III. “Less eloquent in my language of choice, however.”

This is a relevant difference, and the seemingly superfluous scene described above stands as the thesis statement for all of “Berlin,” the second volume of which was just released last month. “Berlin” is the story of the German city and its people in the time between the two world wars, an ambitious project with the goal of viewing the time period and a city trapped in the midst of change through every conceivable eye at once, through points of view in every culture and strata. As the art professor continues his lecture, he states:

“Perhaps the most interesting feature of perspectival drawing for the artist involves a sort of reverse vanishing point—an ‘appearing point,’ if you will—which is fixed in the eye of the observer … a thread taut between various edge points of an object and a fixed point on the wall, which represents the artist’s eye. And the end result, when the intersection points are connected to one another, is a perfect perspectival representation of [the subject]!”

The professor is trying to convey his excitement at applying scientific principles to art in the modern era, but Lutes is laying out his plan, to take each individual he portrays in Berlin and add them together to make a full portrait of the city itself. The story captures not only dozens of major characters of various complexity, but also pauses to look into the ephemeral thoughts of people on the street, in the trains, and on the march. In an early sequence, the window pulls back one frame at a time from two major characters to listen to a lonely man operating the traffic lights, anxious for the lunch his wife packed for him.

> [Required work]:
A) Reproduce the passage from the Berlin review word for word. Begin at the words "The professor is" and stop after the words "packed for him.".
B) In the early sequence described in the Berlin review, what is the man operating the traffic lights anxious about?

Dataset records:

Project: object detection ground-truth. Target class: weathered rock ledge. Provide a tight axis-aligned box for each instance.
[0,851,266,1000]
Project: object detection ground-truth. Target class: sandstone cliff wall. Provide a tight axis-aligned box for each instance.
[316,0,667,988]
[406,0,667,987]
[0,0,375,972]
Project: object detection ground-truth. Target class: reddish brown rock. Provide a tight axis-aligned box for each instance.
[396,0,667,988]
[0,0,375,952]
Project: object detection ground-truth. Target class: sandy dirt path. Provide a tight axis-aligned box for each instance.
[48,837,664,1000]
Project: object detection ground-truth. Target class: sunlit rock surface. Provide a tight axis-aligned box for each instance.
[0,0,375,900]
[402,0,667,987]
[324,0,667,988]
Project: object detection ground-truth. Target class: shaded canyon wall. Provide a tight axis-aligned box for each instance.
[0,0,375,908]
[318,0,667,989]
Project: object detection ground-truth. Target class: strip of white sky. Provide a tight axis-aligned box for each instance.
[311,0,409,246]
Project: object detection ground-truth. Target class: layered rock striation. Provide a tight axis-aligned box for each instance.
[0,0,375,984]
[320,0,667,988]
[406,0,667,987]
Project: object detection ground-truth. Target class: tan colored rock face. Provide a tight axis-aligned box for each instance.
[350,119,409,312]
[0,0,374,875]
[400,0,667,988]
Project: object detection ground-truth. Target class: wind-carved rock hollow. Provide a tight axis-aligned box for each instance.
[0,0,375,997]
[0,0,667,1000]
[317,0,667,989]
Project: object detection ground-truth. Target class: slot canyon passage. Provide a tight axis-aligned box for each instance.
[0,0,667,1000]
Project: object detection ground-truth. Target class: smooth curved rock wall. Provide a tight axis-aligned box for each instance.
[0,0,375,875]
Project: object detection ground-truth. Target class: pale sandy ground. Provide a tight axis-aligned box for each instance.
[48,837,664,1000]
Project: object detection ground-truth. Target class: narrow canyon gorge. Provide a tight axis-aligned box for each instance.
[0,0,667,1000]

> [Solution list]:
A)
The professor is trying to convey his excitement at applying scientific principles to art in the modern era, but Lutes is laying out his plan, to take each individual he portrays in Berlin and add them together to make a full portrait of the city itself. The story captures not only dozens of major characters of various complexity, but also pauses to look into the ephemeral thoughts of people on the street, in the trains, and on the march. In an early sequence, the window pulls back one frame at a time from two major characters to listen to a lonely man operating the traffic lights, anxious for the lunch his wife packed for him.

B) He is anxious for the lunch his wife packed for him.